## REQUIRED WORK
Locate each line in the entries below that contains the word "building" and copy those lines out.

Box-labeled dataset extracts
══════════════════════════════

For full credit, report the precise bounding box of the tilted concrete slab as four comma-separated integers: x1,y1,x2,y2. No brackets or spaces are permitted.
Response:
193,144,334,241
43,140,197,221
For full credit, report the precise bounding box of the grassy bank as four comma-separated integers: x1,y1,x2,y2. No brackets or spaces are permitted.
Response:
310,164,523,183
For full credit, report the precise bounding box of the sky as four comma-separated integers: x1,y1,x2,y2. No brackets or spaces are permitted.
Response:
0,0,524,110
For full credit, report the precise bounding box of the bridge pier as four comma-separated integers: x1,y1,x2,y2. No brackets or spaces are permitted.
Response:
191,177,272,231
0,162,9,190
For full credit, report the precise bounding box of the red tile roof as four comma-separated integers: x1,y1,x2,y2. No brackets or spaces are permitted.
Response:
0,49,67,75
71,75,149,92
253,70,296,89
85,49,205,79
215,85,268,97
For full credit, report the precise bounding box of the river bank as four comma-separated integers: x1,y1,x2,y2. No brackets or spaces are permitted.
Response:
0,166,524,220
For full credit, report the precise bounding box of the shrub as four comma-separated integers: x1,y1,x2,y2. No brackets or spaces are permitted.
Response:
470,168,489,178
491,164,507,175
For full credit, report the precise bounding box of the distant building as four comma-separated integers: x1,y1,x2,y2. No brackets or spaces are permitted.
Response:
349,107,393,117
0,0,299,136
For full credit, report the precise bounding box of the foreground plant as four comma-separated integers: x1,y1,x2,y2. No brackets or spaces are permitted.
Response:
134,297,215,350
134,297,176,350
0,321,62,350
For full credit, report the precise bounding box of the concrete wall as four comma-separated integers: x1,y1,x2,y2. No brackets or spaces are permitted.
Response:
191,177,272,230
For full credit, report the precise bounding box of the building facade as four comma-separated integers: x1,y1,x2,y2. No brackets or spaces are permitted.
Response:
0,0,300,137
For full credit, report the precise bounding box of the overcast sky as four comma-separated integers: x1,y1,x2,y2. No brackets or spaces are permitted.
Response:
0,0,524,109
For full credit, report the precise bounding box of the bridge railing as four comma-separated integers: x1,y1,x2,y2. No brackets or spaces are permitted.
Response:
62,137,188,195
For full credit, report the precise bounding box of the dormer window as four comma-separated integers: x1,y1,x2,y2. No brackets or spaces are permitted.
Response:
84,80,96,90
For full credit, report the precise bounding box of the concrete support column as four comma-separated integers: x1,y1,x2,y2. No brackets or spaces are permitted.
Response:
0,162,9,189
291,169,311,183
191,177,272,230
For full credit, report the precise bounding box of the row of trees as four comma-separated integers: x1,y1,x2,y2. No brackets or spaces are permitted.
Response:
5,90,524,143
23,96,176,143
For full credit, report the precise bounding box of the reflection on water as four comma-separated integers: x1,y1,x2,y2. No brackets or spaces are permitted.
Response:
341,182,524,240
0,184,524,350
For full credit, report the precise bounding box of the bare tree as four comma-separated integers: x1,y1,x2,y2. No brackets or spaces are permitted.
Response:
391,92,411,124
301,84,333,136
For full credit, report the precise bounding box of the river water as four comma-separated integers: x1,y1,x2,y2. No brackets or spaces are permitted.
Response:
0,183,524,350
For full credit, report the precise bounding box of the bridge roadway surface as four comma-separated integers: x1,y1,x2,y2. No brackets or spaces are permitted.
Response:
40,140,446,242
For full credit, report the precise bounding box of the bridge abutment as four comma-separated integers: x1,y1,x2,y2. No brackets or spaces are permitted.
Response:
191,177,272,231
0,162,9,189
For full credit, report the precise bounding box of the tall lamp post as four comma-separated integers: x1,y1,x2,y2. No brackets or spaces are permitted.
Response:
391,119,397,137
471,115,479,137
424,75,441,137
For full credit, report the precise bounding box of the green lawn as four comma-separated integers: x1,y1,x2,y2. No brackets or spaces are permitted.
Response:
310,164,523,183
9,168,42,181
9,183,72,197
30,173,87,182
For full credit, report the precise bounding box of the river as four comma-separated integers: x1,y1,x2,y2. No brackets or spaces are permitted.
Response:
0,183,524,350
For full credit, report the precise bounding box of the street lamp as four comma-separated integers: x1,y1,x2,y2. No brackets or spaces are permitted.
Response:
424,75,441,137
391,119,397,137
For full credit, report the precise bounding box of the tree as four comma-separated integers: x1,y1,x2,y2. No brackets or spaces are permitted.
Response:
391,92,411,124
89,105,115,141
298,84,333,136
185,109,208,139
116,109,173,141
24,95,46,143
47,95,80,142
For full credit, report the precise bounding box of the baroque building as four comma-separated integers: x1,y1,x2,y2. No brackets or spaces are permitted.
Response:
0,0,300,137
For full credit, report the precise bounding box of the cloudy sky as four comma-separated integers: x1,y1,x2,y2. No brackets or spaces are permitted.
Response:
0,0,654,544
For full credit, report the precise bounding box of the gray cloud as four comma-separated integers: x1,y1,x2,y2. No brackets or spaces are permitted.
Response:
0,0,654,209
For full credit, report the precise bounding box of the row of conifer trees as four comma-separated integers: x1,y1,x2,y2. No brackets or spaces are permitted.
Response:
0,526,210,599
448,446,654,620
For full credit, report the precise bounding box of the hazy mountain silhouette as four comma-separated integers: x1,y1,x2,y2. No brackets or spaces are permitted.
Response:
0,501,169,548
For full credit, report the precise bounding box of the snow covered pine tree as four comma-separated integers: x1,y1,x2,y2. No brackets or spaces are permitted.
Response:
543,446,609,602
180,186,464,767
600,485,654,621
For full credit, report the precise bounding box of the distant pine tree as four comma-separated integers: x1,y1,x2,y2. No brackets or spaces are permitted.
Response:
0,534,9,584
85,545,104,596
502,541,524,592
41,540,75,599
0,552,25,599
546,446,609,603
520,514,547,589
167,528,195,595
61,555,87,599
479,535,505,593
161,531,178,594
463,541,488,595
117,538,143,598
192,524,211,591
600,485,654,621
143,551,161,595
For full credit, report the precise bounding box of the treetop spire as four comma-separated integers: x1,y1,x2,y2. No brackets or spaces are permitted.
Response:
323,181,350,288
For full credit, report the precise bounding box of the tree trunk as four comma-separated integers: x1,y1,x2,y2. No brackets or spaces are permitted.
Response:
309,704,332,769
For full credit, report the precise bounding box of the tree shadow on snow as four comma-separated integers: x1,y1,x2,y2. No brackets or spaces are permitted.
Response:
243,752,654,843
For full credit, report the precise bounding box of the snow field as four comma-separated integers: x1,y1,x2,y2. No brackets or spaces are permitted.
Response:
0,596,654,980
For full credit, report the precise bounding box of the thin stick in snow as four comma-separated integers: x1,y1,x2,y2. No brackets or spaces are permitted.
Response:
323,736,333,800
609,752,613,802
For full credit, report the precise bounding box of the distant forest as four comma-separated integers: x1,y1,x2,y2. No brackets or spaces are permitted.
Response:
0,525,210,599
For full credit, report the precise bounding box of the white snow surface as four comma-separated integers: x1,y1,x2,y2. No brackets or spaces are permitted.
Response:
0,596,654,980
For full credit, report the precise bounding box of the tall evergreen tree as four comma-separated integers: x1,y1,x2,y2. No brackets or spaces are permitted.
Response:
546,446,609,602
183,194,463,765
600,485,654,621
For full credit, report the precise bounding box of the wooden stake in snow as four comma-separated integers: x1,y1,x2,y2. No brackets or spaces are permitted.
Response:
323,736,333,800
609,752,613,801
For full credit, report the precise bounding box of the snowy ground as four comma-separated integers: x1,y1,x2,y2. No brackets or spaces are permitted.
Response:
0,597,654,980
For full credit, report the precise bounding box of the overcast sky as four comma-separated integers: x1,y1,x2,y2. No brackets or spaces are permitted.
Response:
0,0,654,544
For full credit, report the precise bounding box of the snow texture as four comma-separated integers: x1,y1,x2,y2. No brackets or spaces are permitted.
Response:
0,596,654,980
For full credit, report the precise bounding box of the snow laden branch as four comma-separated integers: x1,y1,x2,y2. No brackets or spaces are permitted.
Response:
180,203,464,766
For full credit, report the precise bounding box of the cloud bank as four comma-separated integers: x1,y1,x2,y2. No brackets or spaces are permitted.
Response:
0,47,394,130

══════════════════════════════

## WRITTEN SOLUTION
For full credit, report the precise bounding box of the distant building as four comma-separated integers: x1,y1,x2,y2. No brackets or spaces are permitted.
For full credit, report the precise bounding box of the building facade as four comma-separated integers: x1,y1,x2,y2. No brackets or spaces are permitted.
For full credit, report the precise bounding box of the baroque building as four comma-separated integers: x1,y1,x2,y2. No brackets or spaces are permitted.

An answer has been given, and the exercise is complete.